=== Exercise prompt ===
Find how many lines of the listing below include the word "book", then report the number by itself.
____
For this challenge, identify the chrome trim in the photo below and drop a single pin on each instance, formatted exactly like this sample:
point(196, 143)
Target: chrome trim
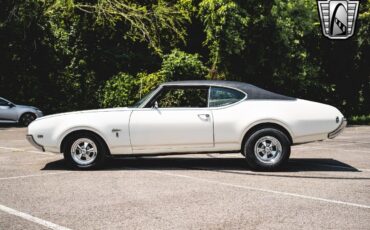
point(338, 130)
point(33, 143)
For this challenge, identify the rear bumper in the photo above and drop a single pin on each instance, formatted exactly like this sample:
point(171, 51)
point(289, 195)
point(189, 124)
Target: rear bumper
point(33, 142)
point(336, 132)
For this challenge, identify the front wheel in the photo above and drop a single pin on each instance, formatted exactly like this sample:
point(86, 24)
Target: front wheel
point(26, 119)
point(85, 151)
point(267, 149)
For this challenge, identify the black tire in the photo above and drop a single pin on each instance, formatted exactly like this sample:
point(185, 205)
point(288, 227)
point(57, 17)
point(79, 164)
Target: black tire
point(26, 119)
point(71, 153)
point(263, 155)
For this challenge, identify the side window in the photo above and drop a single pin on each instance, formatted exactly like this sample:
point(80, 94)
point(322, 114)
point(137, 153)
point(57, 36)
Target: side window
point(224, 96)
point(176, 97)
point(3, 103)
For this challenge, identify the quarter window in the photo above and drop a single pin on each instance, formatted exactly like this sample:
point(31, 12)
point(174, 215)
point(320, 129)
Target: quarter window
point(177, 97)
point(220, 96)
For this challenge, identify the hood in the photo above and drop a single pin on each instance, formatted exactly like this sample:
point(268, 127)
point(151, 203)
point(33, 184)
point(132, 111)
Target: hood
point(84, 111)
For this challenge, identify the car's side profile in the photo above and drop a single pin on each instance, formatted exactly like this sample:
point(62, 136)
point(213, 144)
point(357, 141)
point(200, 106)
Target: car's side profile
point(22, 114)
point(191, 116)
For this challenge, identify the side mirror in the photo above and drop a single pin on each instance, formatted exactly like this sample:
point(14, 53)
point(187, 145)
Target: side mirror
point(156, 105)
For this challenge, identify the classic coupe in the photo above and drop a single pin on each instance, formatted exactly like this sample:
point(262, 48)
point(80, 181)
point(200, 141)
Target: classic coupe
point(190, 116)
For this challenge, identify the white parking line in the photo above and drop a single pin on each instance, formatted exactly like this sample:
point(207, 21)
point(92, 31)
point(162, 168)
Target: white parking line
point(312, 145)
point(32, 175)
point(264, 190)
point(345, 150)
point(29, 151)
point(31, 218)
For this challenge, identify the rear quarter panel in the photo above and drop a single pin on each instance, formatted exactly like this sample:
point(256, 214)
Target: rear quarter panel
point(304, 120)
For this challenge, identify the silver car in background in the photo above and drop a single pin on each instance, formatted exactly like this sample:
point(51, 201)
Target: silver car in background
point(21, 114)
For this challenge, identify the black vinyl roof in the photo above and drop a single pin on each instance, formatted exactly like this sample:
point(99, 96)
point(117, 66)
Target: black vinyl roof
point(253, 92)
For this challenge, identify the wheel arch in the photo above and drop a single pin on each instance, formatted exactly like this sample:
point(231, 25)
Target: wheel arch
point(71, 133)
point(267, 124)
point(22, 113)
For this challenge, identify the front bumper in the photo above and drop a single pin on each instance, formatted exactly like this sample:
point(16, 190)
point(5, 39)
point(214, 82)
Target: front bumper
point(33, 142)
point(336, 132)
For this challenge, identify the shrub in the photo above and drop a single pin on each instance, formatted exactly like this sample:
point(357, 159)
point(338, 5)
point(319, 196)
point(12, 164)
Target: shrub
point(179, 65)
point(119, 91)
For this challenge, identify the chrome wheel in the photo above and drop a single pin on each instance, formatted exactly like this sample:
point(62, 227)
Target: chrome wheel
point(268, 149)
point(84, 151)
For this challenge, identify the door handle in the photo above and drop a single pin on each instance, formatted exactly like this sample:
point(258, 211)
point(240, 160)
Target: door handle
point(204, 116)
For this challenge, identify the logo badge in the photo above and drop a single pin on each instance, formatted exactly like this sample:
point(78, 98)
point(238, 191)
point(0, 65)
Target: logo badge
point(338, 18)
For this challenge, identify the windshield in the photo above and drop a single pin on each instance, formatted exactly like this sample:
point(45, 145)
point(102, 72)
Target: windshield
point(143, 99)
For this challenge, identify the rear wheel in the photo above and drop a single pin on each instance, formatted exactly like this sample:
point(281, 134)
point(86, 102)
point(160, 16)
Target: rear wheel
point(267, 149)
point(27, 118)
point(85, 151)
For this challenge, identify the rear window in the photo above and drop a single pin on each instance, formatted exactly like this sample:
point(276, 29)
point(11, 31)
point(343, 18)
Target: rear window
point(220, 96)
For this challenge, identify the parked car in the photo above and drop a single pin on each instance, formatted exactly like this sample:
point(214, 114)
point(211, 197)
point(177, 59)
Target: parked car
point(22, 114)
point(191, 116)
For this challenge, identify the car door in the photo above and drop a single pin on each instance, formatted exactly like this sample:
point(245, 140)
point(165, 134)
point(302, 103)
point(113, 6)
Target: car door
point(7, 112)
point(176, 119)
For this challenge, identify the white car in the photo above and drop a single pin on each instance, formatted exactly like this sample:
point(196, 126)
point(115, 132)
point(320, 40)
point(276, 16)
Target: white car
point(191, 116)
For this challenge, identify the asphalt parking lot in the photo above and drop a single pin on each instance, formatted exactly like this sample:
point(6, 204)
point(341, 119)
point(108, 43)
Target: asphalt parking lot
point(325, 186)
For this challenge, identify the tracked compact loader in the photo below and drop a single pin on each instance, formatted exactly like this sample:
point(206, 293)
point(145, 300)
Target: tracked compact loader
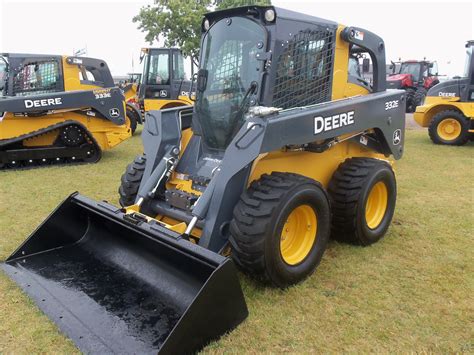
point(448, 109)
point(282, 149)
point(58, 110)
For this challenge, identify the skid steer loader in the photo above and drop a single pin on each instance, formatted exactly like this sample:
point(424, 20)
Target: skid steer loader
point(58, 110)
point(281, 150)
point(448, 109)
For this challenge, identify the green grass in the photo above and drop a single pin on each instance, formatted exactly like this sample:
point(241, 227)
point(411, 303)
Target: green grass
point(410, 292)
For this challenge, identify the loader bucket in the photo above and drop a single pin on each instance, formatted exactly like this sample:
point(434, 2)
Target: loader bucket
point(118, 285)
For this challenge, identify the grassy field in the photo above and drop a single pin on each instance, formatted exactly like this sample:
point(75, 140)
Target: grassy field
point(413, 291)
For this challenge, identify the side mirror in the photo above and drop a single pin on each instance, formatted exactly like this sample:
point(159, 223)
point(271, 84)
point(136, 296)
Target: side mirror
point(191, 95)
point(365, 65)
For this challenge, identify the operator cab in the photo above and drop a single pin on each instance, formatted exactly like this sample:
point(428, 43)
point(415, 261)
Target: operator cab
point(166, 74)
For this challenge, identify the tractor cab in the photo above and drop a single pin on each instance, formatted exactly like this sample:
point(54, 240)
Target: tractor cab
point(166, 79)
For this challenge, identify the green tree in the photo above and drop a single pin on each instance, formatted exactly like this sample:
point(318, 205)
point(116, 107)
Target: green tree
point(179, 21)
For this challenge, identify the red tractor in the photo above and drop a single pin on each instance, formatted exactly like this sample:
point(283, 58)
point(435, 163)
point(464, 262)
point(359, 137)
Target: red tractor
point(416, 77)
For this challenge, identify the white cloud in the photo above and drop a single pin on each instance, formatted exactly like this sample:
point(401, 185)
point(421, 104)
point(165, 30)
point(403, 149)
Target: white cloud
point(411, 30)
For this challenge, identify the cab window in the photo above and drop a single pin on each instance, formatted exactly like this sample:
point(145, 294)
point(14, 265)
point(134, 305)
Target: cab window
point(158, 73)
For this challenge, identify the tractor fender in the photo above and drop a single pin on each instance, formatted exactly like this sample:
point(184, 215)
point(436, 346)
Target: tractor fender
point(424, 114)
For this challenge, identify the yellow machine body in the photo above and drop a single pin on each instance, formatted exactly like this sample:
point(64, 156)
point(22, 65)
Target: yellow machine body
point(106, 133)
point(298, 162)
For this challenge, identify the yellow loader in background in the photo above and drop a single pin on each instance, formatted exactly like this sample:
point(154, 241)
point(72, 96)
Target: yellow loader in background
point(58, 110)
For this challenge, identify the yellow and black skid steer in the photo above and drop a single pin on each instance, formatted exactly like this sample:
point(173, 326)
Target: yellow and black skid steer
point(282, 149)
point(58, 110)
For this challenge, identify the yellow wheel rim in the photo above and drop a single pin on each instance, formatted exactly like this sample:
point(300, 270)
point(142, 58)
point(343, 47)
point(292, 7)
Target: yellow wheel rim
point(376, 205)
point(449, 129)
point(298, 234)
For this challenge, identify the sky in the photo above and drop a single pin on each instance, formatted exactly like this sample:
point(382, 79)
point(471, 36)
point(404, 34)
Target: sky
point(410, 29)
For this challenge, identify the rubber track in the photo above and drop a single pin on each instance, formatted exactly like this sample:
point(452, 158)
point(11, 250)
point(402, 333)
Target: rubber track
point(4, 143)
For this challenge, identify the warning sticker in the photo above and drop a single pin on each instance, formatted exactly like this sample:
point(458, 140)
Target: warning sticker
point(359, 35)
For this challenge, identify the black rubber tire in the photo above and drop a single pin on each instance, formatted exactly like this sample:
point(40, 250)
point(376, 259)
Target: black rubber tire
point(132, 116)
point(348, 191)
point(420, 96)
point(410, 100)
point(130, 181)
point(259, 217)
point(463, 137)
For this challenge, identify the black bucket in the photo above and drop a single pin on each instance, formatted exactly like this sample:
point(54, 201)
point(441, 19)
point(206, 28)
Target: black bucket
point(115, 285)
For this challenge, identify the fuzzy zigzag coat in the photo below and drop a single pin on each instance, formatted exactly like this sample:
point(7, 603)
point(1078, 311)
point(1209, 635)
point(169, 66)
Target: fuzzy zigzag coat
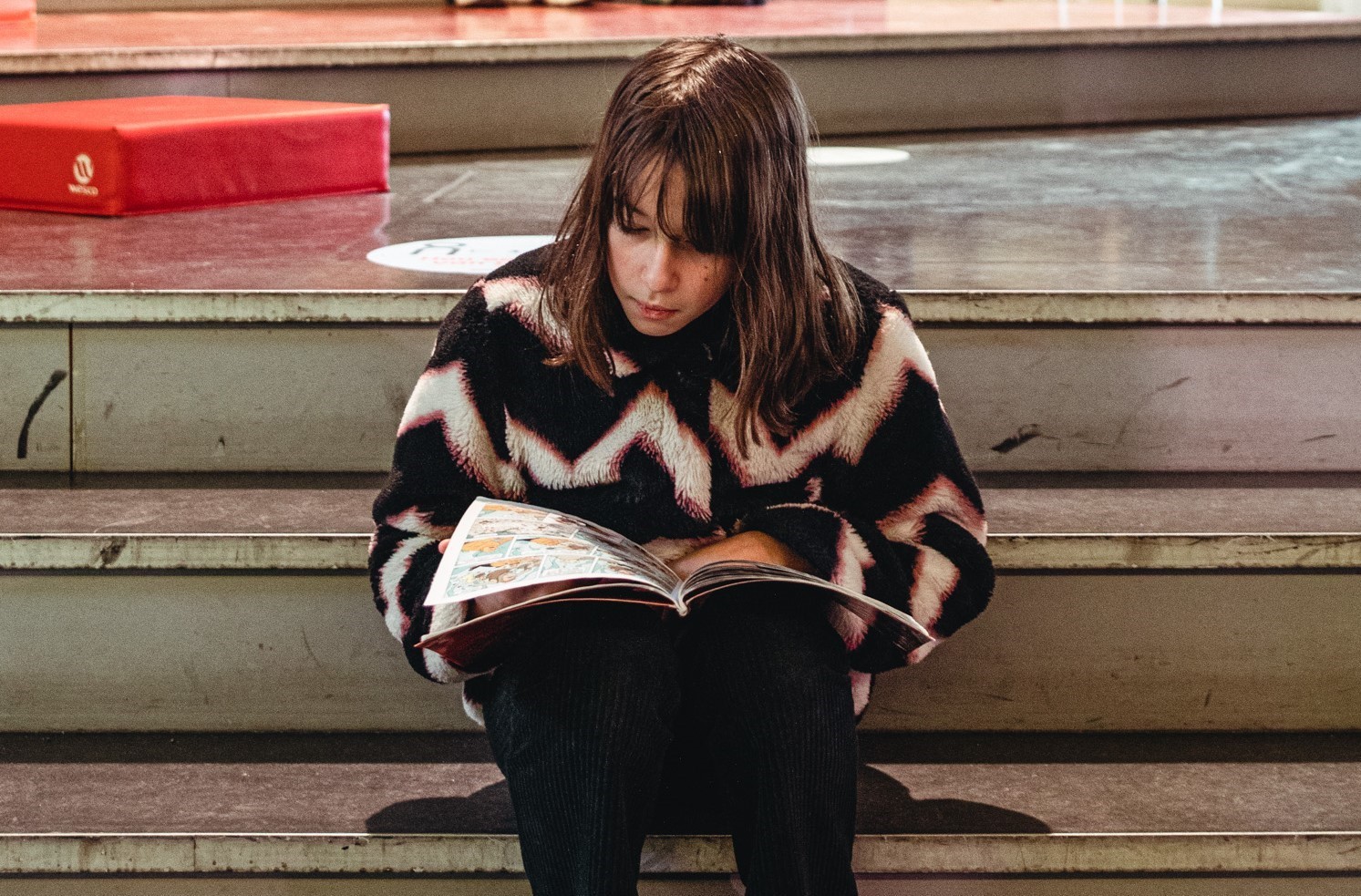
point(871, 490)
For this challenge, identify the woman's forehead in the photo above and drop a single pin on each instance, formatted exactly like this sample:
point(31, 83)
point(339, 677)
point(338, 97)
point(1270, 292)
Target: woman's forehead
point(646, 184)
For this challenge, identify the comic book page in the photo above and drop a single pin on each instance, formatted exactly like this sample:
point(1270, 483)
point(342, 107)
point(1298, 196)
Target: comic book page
____
=== Task answer ===
2